* Work to complete: Copy out every line of the data below word for word, leaving out the pictures.

—————

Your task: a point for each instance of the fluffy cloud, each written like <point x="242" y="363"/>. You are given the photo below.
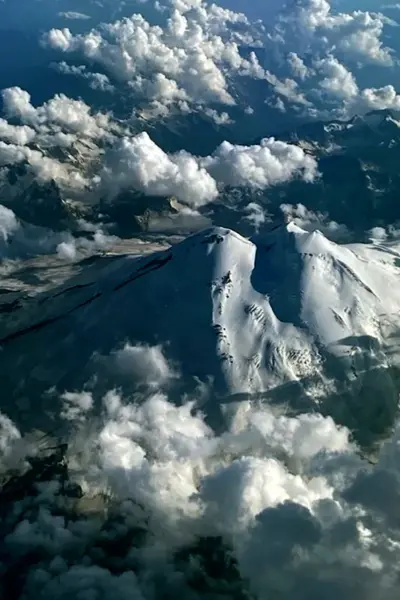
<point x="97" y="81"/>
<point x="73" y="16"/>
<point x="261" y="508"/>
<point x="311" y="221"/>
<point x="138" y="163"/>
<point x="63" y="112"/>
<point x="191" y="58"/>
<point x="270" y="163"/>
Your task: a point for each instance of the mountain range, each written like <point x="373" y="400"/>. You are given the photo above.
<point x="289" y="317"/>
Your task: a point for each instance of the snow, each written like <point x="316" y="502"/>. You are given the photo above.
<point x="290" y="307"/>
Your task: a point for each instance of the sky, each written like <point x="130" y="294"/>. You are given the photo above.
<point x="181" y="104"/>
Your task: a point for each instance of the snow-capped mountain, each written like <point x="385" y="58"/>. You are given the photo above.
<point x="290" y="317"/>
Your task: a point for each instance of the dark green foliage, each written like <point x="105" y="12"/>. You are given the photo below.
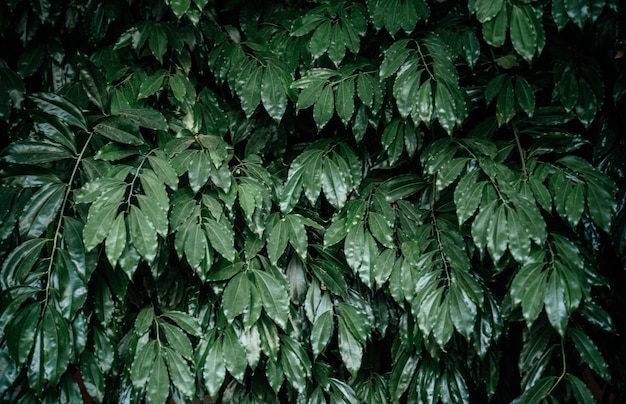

—————

* Solution to the exercise:
Your task: a point for each instance of the fluffy cloud, each written like <point x="242" y="363"/>. You are given the photo below.
<point x="97" y="81"/>
<point x="73" y="16"/>
<point x="261" y="508"/>
<point x="311" y="221"/>
<point x="138" y="163"/>
<point x="63" y="112"/>
<point x="191" y="58"/>
<point x="270" y="163"/>
Your task: a point for each instance of the mountain range, each written like <point x="373" y="400"/>. You are given the photo above.
<point x="289" y="317"/>
Your task: a point for each instance of the snow, each written like <point x="316" y="502"/>. You are given the photo above.
<point x="290" y="307"/>
Your task: a point for each instance of the sky, each written like <point x="130" y="294"/>. You are given the photo above.
<point x="181" y="104"/>
Your task: a point for each instance of the snow-capped mountain, each written like <point x="385" y="58"/>. You are given the photo above.
<point x="290" y="317"/>
Your task: a point for each instance of the dark green foliage, each written like <point x="105" y="12"/>. You are given the photo below.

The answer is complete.